● DIRECTIONS:
Output exactly the lines between the one holding "Annotation task: tag one point per instance of the building" and the last line of the data below, both of those lines included.
━━━━━━━━━━
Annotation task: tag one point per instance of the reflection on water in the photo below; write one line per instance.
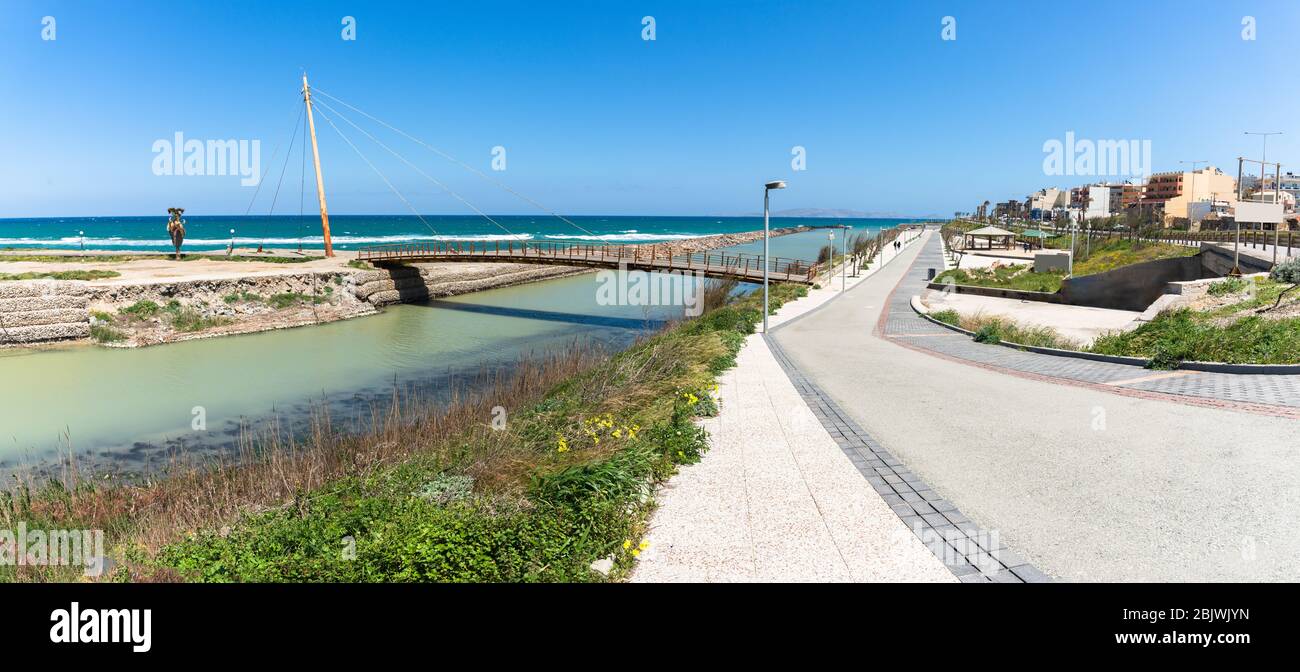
(124, 406)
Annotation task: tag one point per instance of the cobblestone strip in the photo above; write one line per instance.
(970, 553)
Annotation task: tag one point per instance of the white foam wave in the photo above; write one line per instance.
(247, 241)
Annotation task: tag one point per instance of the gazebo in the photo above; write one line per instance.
(1036, 237)
(1004, 238)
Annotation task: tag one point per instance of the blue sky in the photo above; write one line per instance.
(597, 121)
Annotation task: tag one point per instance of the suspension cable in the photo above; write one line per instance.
(273, 152)
(380, 173)
(445, 155)
(289, 152)
(376, 141)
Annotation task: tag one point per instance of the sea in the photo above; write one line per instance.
(350, 232)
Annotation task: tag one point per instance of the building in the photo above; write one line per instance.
(1290, 185)
(1045, 203)
(1100, 200)
(1173, 194)
(1010, 209)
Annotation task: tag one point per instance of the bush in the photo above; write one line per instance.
(989, 333)
(1227, 287)
(142, 310)
(948, 316)
(1287, 272)
(105, 334)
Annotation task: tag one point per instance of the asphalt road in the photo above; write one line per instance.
━━━━━━━━━━
● RESPONSE:
Annotation task: tag one point per instance of the building in the photo above; write one line per instance.
(1290, 185)
(1045, 203)
(1100, 200)
(1173, 194)
(1010, 209)
Annotation task: tag one point per instance of the bush in the photo above; write one line per instance.
(989, 333)
(1227, 287)
(142, 310)
(948, 316)
(1287, 272)
(105, 334)
Annotation task: tag one point per instance of the asphalt road in the photo above; write one line per instance.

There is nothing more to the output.